• [Records for the exercise]

────────────────────

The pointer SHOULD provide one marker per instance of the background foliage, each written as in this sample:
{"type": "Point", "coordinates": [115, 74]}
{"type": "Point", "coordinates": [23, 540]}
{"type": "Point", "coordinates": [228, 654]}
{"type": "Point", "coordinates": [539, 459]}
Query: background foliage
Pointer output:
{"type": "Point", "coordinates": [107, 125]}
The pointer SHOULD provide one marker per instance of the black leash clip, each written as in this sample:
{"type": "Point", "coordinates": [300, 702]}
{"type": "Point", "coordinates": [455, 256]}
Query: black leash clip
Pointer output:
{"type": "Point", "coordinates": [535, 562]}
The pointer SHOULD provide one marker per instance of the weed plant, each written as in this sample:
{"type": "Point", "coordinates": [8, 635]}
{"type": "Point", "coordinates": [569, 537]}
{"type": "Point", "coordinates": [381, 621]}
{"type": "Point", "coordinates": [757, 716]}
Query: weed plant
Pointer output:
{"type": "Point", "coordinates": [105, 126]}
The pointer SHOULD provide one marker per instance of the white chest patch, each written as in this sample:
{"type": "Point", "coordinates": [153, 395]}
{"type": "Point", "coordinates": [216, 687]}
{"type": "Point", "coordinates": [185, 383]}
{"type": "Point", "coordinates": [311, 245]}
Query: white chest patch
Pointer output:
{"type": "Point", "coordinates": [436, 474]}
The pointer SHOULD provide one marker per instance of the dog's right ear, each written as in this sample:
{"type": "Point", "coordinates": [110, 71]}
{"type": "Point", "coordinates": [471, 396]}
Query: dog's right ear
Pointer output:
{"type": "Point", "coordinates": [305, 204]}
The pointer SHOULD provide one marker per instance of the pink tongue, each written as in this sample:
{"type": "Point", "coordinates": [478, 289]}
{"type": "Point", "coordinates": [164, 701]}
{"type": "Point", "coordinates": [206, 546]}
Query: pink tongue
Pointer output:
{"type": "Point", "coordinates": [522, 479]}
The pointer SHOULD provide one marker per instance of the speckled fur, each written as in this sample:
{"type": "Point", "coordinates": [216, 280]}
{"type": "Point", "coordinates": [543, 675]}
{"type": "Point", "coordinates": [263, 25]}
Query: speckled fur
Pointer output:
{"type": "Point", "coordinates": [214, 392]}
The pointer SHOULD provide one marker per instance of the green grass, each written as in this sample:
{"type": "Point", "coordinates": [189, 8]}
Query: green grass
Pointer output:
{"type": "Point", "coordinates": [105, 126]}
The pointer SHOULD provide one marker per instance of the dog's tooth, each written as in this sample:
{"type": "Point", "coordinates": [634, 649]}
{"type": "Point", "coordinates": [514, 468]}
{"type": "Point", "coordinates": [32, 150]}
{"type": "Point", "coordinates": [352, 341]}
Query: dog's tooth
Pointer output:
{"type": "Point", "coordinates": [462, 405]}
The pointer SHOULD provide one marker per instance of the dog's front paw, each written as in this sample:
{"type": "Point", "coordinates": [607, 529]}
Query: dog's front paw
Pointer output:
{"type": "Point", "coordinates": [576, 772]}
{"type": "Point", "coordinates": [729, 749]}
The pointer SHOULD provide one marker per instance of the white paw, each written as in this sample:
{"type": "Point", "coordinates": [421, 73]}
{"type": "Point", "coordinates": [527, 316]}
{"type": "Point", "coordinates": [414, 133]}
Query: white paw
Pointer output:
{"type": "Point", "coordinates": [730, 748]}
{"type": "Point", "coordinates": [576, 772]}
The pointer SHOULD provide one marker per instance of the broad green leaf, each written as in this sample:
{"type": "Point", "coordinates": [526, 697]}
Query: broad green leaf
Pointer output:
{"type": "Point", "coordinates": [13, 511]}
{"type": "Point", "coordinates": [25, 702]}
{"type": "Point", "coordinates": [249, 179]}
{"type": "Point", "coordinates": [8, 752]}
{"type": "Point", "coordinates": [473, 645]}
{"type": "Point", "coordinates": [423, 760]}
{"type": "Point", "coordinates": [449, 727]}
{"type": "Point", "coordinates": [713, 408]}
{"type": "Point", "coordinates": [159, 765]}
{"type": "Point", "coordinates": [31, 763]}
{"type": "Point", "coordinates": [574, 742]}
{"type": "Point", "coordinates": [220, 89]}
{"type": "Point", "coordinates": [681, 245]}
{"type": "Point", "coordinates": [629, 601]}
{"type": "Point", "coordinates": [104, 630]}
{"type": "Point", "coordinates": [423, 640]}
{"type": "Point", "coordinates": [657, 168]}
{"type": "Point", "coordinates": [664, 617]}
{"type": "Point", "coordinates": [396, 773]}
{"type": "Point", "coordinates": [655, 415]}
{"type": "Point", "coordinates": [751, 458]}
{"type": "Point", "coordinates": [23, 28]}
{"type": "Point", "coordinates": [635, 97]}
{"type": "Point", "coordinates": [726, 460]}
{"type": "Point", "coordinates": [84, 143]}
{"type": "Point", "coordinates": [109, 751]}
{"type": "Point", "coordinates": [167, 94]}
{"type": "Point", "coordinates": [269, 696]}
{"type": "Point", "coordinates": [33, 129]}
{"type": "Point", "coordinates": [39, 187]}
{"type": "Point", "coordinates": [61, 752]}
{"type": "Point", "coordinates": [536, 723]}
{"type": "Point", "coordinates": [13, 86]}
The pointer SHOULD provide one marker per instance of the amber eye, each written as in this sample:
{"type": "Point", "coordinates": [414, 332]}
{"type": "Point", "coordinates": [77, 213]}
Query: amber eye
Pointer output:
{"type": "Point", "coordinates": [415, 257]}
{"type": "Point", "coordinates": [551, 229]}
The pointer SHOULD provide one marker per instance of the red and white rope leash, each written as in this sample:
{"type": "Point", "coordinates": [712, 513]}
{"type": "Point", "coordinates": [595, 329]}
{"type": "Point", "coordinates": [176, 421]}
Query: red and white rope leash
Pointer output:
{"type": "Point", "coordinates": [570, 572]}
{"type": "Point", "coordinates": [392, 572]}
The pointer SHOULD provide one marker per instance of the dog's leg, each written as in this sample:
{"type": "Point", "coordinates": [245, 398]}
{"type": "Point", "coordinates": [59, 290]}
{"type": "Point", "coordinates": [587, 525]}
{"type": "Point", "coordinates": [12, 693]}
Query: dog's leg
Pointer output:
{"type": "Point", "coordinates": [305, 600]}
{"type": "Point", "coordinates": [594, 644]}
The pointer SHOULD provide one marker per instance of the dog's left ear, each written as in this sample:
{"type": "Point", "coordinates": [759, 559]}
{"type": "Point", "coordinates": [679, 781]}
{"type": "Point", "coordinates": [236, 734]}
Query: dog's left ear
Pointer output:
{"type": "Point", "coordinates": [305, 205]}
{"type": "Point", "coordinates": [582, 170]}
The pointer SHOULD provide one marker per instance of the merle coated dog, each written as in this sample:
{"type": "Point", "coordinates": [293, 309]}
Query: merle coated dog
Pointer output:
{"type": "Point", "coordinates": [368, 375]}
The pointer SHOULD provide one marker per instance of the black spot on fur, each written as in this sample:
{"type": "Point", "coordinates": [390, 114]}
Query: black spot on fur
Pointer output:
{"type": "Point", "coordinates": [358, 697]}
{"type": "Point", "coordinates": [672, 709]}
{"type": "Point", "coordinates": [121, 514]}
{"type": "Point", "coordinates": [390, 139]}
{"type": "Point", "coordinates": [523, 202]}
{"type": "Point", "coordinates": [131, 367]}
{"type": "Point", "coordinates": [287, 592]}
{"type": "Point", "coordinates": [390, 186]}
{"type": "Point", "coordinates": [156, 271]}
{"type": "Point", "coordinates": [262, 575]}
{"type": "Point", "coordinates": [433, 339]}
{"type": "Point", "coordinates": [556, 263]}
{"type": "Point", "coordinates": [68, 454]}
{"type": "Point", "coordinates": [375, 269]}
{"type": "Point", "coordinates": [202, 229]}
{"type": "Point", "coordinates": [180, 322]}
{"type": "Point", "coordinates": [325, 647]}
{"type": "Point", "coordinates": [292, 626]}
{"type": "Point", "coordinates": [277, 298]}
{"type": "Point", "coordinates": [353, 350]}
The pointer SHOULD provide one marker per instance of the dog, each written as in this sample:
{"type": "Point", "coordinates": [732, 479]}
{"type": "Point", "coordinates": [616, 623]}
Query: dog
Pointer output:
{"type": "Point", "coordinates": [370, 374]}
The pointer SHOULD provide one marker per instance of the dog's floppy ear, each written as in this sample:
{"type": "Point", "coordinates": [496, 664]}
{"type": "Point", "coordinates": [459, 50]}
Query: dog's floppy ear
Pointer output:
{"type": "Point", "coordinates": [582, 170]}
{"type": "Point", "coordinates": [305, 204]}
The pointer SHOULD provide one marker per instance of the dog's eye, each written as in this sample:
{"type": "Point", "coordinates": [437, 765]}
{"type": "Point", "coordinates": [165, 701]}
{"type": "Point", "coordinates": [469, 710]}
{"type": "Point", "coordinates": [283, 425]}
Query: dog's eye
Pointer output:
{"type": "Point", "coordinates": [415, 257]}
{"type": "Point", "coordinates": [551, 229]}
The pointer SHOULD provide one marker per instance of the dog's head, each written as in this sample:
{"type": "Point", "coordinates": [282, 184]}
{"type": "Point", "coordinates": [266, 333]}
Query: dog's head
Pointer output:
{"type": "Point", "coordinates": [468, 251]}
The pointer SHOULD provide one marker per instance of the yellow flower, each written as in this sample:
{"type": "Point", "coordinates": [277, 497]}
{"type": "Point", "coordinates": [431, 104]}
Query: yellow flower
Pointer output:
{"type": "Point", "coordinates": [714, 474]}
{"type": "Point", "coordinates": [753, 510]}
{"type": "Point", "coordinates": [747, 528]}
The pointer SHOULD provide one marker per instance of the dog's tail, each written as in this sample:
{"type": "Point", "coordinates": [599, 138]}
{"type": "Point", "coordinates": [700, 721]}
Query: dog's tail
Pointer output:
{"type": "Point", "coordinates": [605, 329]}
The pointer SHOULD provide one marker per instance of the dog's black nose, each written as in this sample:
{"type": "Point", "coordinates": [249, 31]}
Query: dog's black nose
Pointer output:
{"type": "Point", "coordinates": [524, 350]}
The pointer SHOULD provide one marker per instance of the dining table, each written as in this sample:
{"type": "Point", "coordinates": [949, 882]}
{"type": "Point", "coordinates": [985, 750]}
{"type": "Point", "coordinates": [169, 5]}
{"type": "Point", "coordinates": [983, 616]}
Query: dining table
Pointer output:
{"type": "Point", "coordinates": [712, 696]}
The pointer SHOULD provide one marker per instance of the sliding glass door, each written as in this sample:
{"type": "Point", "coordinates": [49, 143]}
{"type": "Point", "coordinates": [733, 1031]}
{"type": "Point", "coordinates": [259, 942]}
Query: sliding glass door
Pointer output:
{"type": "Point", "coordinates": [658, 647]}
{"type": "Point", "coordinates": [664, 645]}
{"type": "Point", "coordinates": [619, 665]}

────────────────────

• [Task objective] Exact repetition is required for the lines from the one that contains "the dog's black" through the final line; leave out everything else.

• [Result of this task]
The pointer SHOULD provide one marker per instance of the dog's black nose, each written as in this sample:
{"type": "Point", "coordinates": [249, 31]}
Query: dog's black nose
Pointer output:
{"type": "Point", "coordinates": [524, 350]}
The pointer SHOULD provide one marker per instance of the dining table, each written as in this sample:
{"type": "Point", "coordinates": [949, 882]}
{"type": "Point", "coordinates": [985, 750]}
{"type": "Point", "coordinates": [169, 5]}
{"type": "Point", "coordinates": [983, 616]}
Query: dining table
Pointer output:
{"type": "Point", "coordinates": [712, 696]}
The pointer SHOULD provide one marker per instance of the sliding glass door, each written as in this sample:
{"type": "Point", "coordinates": [49, 143]}
{"type": "Point", "coordinates": [733, 1031]}
{"type": "Point", "coordinates": [259, 942]}
Query: sliding glass door
Pointer output:
{"type": "Point", "coordinates": [658, 647]}
{"type": "Point", "coordinates": [664, 645]}
{"type": "Point", "coordinates": [619, 665]}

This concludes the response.